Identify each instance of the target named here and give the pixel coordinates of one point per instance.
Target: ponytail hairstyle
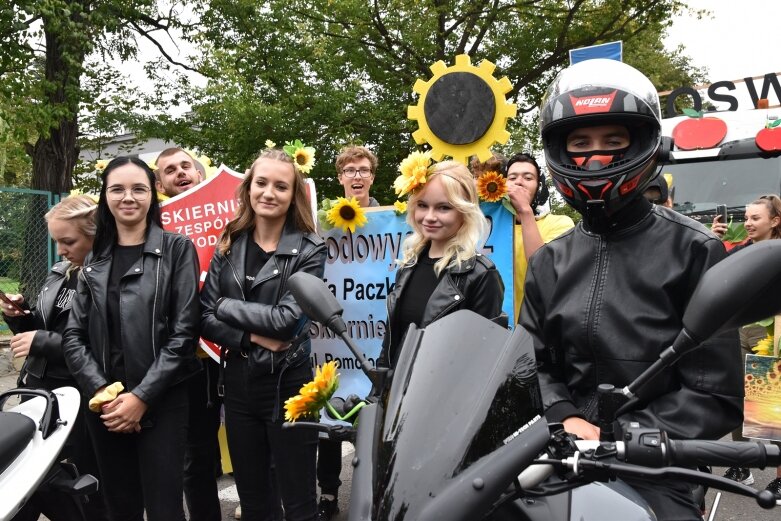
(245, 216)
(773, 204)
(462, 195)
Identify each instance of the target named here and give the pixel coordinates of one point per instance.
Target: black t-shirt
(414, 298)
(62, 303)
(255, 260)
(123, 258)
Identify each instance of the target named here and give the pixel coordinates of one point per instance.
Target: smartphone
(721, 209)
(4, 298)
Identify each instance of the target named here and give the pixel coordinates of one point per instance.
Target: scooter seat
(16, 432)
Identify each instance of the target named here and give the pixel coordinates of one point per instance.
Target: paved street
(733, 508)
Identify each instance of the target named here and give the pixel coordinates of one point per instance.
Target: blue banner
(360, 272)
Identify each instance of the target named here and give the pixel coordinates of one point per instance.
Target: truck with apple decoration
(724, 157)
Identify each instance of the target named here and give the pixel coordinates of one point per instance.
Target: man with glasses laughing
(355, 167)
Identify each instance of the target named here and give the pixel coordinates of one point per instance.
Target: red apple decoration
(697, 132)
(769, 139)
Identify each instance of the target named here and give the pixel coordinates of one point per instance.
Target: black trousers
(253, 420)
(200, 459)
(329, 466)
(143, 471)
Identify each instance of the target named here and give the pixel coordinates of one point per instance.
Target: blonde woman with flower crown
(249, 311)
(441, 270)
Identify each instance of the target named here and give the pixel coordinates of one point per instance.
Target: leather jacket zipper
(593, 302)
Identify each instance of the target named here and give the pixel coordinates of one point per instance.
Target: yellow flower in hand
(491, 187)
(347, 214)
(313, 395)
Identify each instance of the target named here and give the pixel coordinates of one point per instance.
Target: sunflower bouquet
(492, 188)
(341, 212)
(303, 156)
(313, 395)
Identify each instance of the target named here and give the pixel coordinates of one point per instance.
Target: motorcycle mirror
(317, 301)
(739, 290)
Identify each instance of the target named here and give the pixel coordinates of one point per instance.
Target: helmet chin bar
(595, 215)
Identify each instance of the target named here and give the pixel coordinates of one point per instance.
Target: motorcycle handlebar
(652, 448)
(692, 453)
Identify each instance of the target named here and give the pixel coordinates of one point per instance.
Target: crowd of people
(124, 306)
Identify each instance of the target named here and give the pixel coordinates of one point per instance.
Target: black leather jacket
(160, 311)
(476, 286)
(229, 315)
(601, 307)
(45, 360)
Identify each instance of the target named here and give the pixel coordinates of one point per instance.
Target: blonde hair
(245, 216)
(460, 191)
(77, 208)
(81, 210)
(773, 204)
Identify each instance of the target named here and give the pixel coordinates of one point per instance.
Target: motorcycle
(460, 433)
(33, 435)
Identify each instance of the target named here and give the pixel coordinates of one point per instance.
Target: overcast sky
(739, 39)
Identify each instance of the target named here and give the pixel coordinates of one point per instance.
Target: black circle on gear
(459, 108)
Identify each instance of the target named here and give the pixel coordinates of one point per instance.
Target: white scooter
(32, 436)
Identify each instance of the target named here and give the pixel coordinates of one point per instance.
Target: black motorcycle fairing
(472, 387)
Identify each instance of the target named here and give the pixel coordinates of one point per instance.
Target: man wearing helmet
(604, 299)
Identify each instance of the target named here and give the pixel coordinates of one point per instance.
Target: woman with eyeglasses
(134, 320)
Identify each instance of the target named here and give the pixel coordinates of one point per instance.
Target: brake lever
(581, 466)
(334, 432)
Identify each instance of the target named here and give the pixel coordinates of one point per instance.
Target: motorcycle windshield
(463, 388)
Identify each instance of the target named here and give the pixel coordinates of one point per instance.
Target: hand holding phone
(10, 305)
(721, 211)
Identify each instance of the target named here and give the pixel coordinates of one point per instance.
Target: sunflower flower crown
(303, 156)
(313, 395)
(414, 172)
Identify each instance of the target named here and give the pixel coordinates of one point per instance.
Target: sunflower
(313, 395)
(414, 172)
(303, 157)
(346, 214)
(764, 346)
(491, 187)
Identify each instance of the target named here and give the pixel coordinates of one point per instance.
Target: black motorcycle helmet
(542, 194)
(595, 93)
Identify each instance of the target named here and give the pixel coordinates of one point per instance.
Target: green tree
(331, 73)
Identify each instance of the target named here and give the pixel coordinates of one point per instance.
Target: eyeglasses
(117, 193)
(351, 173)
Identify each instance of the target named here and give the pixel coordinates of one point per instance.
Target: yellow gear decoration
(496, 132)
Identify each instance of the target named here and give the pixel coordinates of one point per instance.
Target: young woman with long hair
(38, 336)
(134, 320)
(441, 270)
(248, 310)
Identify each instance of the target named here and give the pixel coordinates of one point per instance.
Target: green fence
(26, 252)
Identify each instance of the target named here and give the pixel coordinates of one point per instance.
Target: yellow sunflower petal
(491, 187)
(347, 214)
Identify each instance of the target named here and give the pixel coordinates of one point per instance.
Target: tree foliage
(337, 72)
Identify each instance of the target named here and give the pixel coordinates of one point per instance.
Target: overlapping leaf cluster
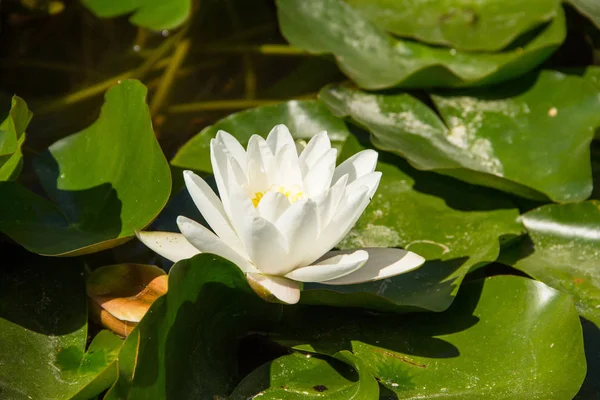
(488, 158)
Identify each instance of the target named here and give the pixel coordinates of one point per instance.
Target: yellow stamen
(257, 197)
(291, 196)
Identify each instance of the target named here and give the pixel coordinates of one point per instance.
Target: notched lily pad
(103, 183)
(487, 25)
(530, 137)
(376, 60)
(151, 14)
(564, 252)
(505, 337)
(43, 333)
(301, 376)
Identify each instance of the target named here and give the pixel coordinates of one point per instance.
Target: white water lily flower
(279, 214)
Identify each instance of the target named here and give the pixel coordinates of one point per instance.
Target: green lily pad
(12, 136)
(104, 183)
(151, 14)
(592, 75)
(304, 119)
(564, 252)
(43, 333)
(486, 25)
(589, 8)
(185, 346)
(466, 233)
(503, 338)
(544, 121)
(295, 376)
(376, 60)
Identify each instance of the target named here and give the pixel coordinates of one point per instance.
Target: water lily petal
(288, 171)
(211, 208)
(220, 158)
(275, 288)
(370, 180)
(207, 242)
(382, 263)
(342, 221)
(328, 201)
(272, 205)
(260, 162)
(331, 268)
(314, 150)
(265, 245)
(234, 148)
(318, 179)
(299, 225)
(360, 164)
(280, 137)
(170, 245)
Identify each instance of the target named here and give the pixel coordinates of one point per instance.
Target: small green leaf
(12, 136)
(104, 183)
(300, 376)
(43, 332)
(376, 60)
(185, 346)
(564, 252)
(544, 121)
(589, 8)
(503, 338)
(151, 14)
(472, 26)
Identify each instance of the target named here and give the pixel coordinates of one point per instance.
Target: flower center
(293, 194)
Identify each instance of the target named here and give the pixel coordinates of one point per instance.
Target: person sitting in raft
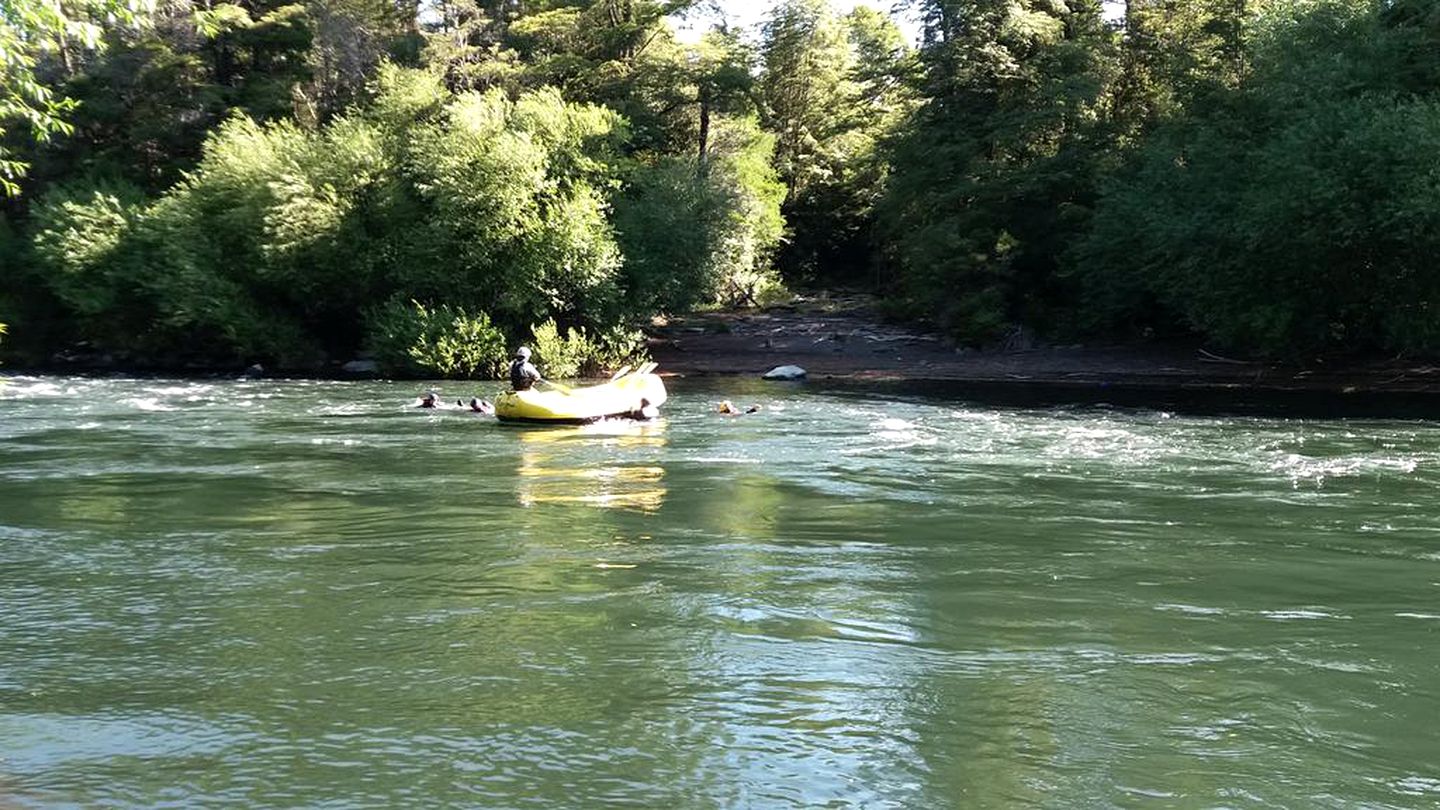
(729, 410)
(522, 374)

◇ ◇ ◇

→ **Your task**
Find every line in the material above that contains the word "woman", with case counting, and copy each of those lines in full.

→ **Finished task**
Target: blonde woman with flower crown
Target: woman with eyeglasses
Target: young woman with long hair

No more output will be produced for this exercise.